Word for word, give the material below again, minus any images.

=== Information supplied ===

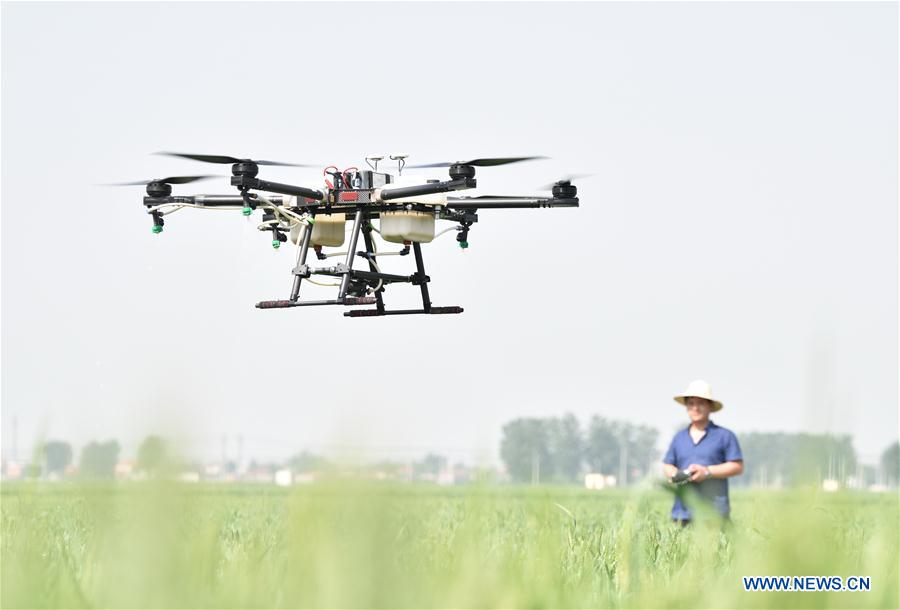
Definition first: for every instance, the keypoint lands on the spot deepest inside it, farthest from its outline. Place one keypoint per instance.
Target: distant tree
(98, 460)
(524, 449)
(890, 464)
(57, 456)
(152, 455)
(642, 448)
(601, 449)
(564, 448)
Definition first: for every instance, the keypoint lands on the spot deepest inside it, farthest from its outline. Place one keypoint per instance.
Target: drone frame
(363, 205)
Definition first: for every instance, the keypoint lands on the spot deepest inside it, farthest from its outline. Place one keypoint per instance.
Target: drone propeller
(568, 178)
(226, 160)
(488, 162)
(169, 180)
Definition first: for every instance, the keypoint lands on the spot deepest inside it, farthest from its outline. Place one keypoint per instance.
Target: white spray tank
(409, 225)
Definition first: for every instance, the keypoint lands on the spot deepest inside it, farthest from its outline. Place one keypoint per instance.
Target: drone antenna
(401, 162)
(376, 159)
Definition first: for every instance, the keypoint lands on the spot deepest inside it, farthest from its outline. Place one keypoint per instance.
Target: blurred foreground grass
(371, 545)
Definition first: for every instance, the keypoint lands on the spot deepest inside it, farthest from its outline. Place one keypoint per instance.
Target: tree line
(560, 450)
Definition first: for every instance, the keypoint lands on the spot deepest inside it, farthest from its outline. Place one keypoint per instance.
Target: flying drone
(407, 209)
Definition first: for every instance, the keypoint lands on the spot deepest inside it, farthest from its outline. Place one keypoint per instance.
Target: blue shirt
(718, 445)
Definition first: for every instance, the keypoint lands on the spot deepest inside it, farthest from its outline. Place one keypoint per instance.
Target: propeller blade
(169, 180)
(487, 162)
(226, 160)
(568, 178)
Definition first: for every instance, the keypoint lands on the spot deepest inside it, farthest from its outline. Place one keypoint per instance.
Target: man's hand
(698, 473)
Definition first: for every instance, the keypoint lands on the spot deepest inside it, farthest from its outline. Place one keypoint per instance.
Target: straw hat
(699, 389)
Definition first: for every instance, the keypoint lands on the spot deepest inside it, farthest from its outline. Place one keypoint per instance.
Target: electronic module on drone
(406, 208)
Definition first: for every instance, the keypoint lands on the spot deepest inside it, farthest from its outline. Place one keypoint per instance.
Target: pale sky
(742, 227)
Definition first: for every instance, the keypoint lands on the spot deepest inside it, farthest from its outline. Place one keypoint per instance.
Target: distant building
(596, 480)
(125, 469)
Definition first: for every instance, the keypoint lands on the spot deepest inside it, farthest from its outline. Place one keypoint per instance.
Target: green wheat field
(362, 544)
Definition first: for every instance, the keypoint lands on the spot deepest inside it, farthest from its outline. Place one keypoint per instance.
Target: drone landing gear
(355, 283)
(417, 279)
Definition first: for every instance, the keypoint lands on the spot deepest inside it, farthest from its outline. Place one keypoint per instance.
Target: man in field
(709, 453)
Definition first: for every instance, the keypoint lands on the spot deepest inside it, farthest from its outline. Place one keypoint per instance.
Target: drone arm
(249, 182)
(425, 189)
(509, 202)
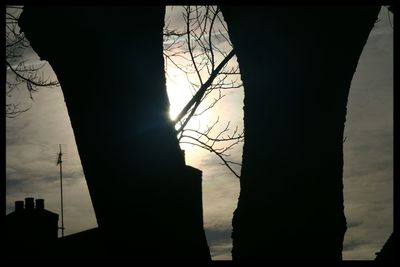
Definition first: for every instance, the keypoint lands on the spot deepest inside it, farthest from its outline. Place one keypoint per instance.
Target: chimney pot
(19, 205)
(29, 205)
(39, 204)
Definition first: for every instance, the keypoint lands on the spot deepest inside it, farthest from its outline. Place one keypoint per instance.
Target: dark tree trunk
(296, 65)
(109, 62)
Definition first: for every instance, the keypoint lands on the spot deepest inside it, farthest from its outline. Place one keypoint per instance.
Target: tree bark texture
(296, 65)
(109, 61)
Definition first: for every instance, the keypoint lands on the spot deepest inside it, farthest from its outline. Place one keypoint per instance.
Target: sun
(179, 94)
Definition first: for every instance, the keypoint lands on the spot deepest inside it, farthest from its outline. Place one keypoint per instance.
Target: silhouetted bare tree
(202, 51)
(20, 73)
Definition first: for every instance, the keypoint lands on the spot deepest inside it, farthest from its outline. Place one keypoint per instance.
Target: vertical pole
(62, 204)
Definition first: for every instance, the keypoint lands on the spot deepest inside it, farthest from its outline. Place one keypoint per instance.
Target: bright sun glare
(179, 94)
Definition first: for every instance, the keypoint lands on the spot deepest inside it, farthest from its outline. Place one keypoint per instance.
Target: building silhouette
(31, 229)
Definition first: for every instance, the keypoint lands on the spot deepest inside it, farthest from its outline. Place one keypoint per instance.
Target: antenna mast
(59, 162)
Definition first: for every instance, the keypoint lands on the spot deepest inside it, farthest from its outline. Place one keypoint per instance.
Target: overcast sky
(32, 145)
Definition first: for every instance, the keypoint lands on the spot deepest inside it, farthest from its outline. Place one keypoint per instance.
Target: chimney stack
(29, 205)
(19, 205)
(39, 204)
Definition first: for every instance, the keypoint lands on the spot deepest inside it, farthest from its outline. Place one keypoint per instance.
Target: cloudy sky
(32, 145)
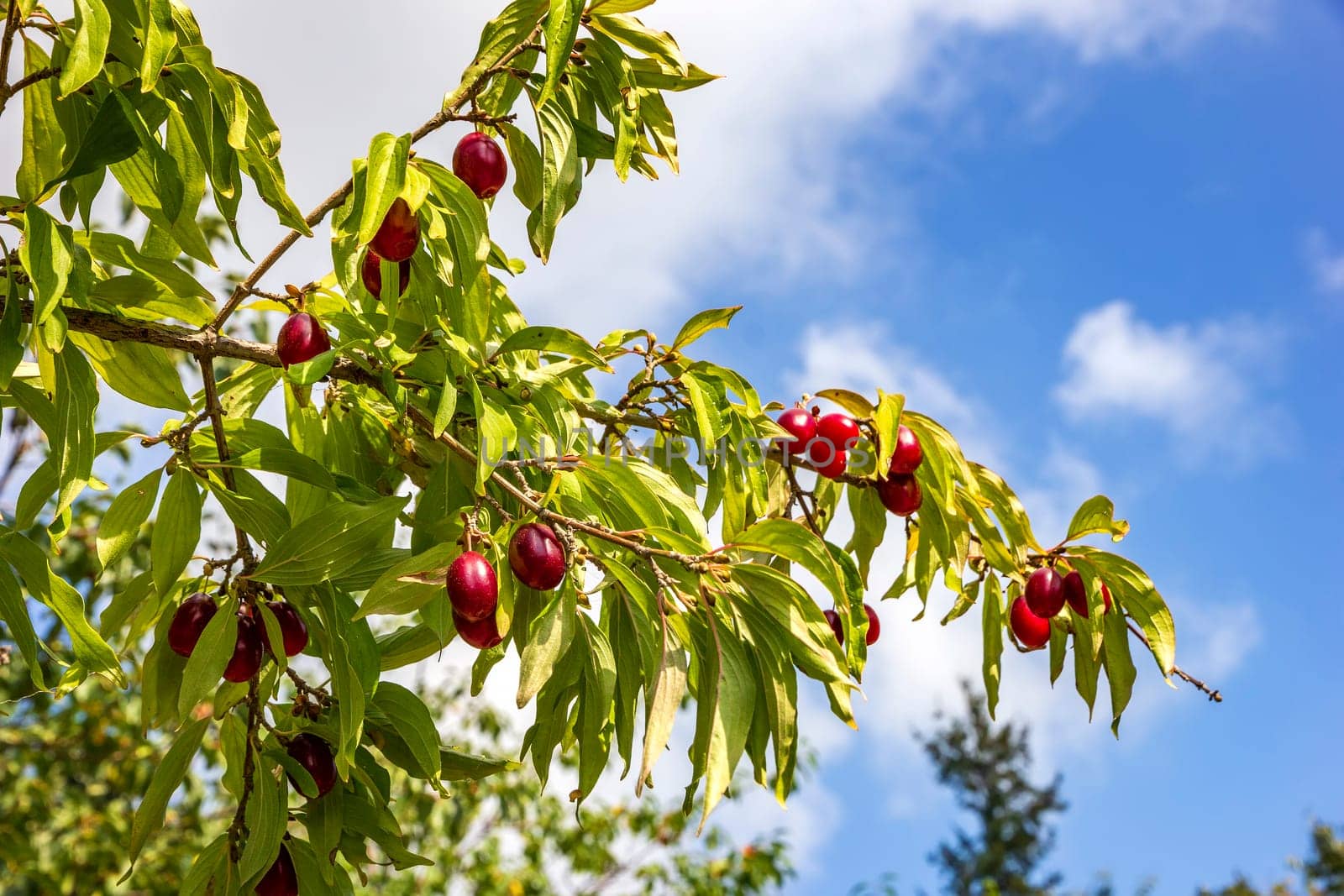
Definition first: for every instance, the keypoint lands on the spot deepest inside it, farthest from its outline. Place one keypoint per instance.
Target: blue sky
(1102, 241)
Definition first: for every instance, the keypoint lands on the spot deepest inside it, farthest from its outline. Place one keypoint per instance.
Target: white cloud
(1200, 382)
(1327, 262)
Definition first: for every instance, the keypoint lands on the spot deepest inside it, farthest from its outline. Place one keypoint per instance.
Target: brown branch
(448, 113)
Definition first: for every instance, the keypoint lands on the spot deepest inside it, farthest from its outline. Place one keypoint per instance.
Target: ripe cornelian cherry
(398, 235)
(371, 273)
(280, 879)
(837, 429)
(292, 626)
(302, 338)
(315, 755)
(801, 426)
(248, 653)
(1045, 593)
(479, 633)
(828, 461)
(1032, 631)
(1077, 594)
(480, 164)
(874, 625)
(472, 586)
(900, 493)
(833, 621)
(537, 558)
(188, 622)
(907, 454)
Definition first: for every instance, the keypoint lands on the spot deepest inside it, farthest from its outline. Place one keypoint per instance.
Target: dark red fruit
(302, 338)
(1032, 631)
(874, 625)
(479, 633)
(315, 755)
(188, 622)
(1075, 593)
(398, 235)
(1045, 593)
(248, 654)
(371, 273)
(472, 587)
(909, 453)
(828, 461)
(837, 429)
(900, 493)
(480, 164)
(537, 558)
(801, 426)
(292, 626)
(280, 879)
(833, 621)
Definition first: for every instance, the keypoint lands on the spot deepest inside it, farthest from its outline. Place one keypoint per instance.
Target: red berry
(292, 626)
(398, 235)
(371, 273)
(900, 493)
(315, 755)
(188, 622)
(1032, 631)
(801, 426)
(1045, 593)
(909, 453)
(480, 164)
(479, 633)
(874, 625)
(833, 621)
(472, 587)
(837, 429)
(248, 654)
(302, 338)
(827, 459)
(537, 558)
(1077, 594)
(281, 879)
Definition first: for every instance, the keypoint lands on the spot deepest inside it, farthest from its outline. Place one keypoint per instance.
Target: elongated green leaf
(176, 530)
(557, 340)
(125, 515)
(329, 544)
(168, 775)
(93, 29)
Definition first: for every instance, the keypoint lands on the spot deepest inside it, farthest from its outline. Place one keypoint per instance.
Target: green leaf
(329, 544)
(125, 515)
(141, 372)
(47, 257)
(562, 26)
(176, 530)
(385, 176)
(15, 616)
(557, 340)
(30, 562)
(992, 621)
(412, 720)
(1097, 515)
(109, 139)
(207, 663)
(93, 29)
(702, 324)
(168, 775)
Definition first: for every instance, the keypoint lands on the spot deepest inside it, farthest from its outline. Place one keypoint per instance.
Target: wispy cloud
(1202, 382)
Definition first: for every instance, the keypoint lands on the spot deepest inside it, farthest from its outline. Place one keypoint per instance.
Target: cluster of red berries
(479, 163)
(1046, 595)
(828, 438)
(537, 559)
(195, 613)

===

■ Reply to the task
Definition first: for every instance, the keypoint lands on the spot deepest inside it, farthest from its outline. Place one keypoint per instance.
Target: distant tree
(98, 460)
(524, 449)
(890, 464)
(57, 456)
(152, 455)
(642, 448)
(601, 449)
(564, 448)
Definition first: for every instance, the keypoint lands on the spot deepest inside it, farthest from its outline. Place one keypoint per instance.
Target: drone frame
(363, 205)
Definition first: for every instance, the keypoint lands on the spot deepest inside it, farthest from its outline. Place one keypoint per instance.
Target: drone propeller
(568, 178)
(226, 160)
(488, 162)
(169, 180)
Definition first: for every instance, the keypoint lands on the spot deepest inside it, farthest from its outline. Place one keypoint per instance.
Target: white spray tank
(409, 225)
Definition first: for every instance, the keypoint lands on the spot deepest inside it, farthest from its outline. Place one keypoint per instance.
Target: drone antenna
(401, 162)
(376, 159)
Definition first: for every instance, the keypoint lands on the spot deepest inside it, farthest from its outline. Place one keypoint per instance.
Target: blurred foreground grass
(371, 545)
Definition first: for every instance, the keypoint lands on the spot deepest inside it, farthest from its outline. Place one keypoint per instance.
Target: tree line
(560, 450)
Definition first: for every instance, the keypoint lands on the spot deepest inside it, farthest from its outline. Place one keypoint per instance.
Target: flying drone
(407, 209)
Definition first: for every instance, the keypoint lands on the spot deepest inside it, farthest from its outline. Place one keypoint per instance.
Target: blue shirt
(718, 445)
Definition first: for every instance, the keypoint lands on the spot deepest inside it, farthest from its outline. Place one keypoint per instance.
Target: propeller blade
(169, 180)
(487, 162)
(226, 160)
(568, 178)
Definition first: for every instance, the keypoint lands on the spot deepest inside it, farthest from its outline. Place one keypoint per instance.
Target: man's hand
(698, 473)
Definition first: for every instance, the keypoint lands on the spot deepest inside it, farthest from its outline. Place one keypoint per instance.
Target: straw hat
(699, 389)
Definition first: for every instance, the keypoint lands on the spot deepest inside it, farthest from its outline. Place one keypoint per instance.
Target: electronic module on drone
(406, 208)
Definition first: for every instance, the keypoint lands on the spot deepest inside it, farthest from its outline. Place one keypoint per instance.
Target: pale sky
(742, 227)
Definition first: for every instance, the keypoint lands on the spot deepest inside it, farthest from its outline. Place one keypoint per instance.
Target: distant building
(596, 480)
(125, 469)
Definition first: for every instance, the keypoint lands on the spot deepest inside it, farthest from its outline. Place one keypoint per instance.
Target: green wheat field
(362, 544)
Definition first: for every instance, the keypoint lands on the spot deepest inside it, farthest from its outline. Place one keypoint per instance.
Target: drone landing gear
(355, 283)
(417, 279)
Definition first: for every instance, the keypoint lands on the spot deepest inside it, farthest from its outline. Place one keypoint per instance.
Target: man in field
(709, 453)
Definition first: for every instance, the keypoint lands on the spot deepest inside it, farthest from its outline. Place one keypoint per instance.
Target: drone arm
(249, 182)
(425, 189)
(509, 202)
Definition first: for every instance, the keypoint lands on the spot deepest inside it, farthest from its outline. Place one keypoint per instance.
Target: chimney pot
(19, 205)
(29, 205)
(39, 204)
Definition first: for every instance, the keypoint lands on the spot deepest inside it, farthest from its outline. Place one keypoint per instance.
Target: dark tree trunk
(296, 65)
(109, 62)
Definition first: for every instance, the keypoint lands on the spot deepest inside it, farthest from its outline. Place one keypoint per instance.
Target: tree bark texture
(296, 65)
(109, 61)
Definition first: for every instance, the keypoint lands on the spot deepest inside it, farthest from its outline. Place one keypoint per instance.
Target: sun
(179, 94)
Definition first: for every instance, the keypoint lands on the spot deepest inside it, farthest from its outline. Place one keypoint per instance.
Target: silhouetted bare tree
(202, 51)
(20, 73)
Definition first: for every instance, the keypoint lands on the spot deepest inside it, farthest from its outline. Place one keypoint per instance.
Target: vertical pole
(62, 204)
Definition first: for every instance, the keypoint lands on the spot deepest inside it, farthest from its outline. Place one keypoint per instance.
Target: bright sun glare
(179, 94)
Definition first: for every instance, the keypoint lands on the spot deepest inside it, farthest from its outline. Place one keypoint per instance.
Target: building silhouette
(31, 229)
Definition first: for every instance, the keypoint lands on the spot deepest inside it, farthest from its outline. Place one keypoint per instance.
Target: antenna mast
(59, 162)
Definition first: for every instance, the keypoint lands on the spot deepest inside it, farthest from its outline. Place one keypoint per instance.
Target: overcast sky
(32, 145)
Definition first: for every instance, the keypoint lands on the spot deepest inside it, farthest from its outline. Place one keypoint per instance.
Target: chimney stack
(29, 205)
(19, 205)
(39, 204)
Definition first: for every instance, the keypoint lands on the spot deepest inside it, farthest from its outline. Place one keypoint per instance.
Target: cloudy sky
(32, 145)
Definition first: for every instance, the keypoint lands on the spot deepest inside it, farthest from its outline. Place one keypoint per instance.
Target: blue sky
(1102, 241)
Definition first: for every instance, the keypoint lands on the spot deepest inside it, farthest from its outline. Place one keypoint per instance.
Target: white cloud
(1200, 382)
(1327, 262)
Definition first: for every instance, the keypoint lands on the spot deepest inside it, farthest from its outline. Place one keypoint per instance.
Target: brown branch
(448, 113)
Definition first: for every instance, the keypoint lands on the spot deepest inside it, farthest from its outline. Place one keypoint per instance.
Target: ripe cornelian cherry
(398, 235)
(371, 273)
(280, 879)
(837, 429)
(292, 626)
(302, 338)
(315, 755)
(801, 426)
(248, 653)
(1045, 593)
(479, 633)
(828, 461)
(1032, 631)
(1077, 594)
(480, 164)
(874, 625)
(472, 586)
(900, 493)
(833, 621)
(537, 558)
(188, 622)
(907, 454)
Definition first: for every instance, the keypoint lands on the spot deepest inside it, farthest from its outline. Place one keypoint per instance.
Target: dark red fruit
(302, 338)
(1032, 631)
(874, 625)
(479, 633)
(315, 755)
(188, 622)
(1075, 593)
(398, 235)
(1045, 593)
(248, 654)
(371, 273)
(472, 587)
(909, 453)
(828, 461)
(837, 429)
(900, 493)
(480, 164)
(537, 558)
(801, 426)
(292, 626)
(280, 879)
(833, 621)
Definition first: for every instance, the keypoint lands on the spot deepest inside it, farthest from its outline. Place one keypoint per instance.
Target: red berry
(292, 626)
(398, 235)
(371, 273)
(900, 493)
(315, 755)
(188, 622)
(1032, 631)
(801, 426)
(1045, 593)
(909, 453)
(480, 164)
(479, 633)
(874, 625)
(833, 621)
(472, 587)
(837, 429)
(248, 654)
(302, 338)
(827, 459)
(537, 558)
(1077, 594)
(281, 879)
Definition first: for every instance, the keypoint lands on the spot deepest inside it, farthest from its outline. Place one keypoint per instance.
Target: elongated green leaf
(176, 530)
(557, 340)
(125, 515)
(329, 544)
(168, 775)
(93, 29)
Definition first: for every instance, the keypoint lands on the spot deepest inside it, farthest from its outline. Place one keypoint per instance.
Target: green leaf
(329, 544)
(125, 515)
(141, 372)
(47, 257)
(562, 26)
(176, 530)
(385, 176)
(15, 616)
(557, 340)
(30, 562)
(992, 621)
(412, 720)
(1097, 515)
(109, 139)
(207, 663)
(93, 29)
(702, 324)
(168, 775)
Definition first: for every instance, the keypoint lands on the spot deepest inside it, farthest from its outline. Place one keypoint per instance.
Target: wispy cloud
(1202, 382)
Definition first: for every instance, the keypoint lands on the spot deepest inside it, farthest from its outline. Place one keypoint per instance.
Target: cluster of red berries
(479, 163)
(1046, 595)
(828, 438)
(537, 559)
(195, 613)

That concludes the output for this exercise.